• **Prompt**
Pull out each line of the records below that includes the string "text", and list those lines.

Rows from a pointing dataset:

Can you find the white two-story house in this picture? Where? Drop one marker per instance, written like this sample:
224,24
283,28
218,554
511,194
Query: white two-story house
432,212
--
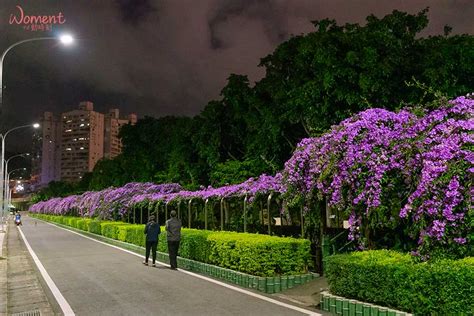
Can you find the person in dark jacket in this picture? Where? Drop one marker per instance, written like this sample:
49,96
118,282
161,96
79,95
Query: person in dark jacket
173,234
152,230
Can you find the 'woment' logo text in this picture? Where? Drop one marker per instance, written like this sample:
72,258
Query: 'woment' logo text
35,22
* * *
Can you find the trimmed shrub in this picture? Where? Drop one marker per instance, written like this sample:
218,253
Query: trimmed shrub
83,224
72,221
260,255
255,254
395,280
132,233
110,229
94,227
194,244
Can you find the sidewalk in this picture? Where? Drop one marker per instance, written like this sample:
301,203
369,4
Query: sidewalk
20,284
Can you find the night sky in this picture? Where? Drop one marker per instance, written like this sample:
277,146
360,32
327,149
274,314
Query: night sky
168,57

• **Completed exercise**
Can you find the 'woment' logo text in this picture? Where? Drop one marker per instance, written like this sample:
Query: 'woment' logo text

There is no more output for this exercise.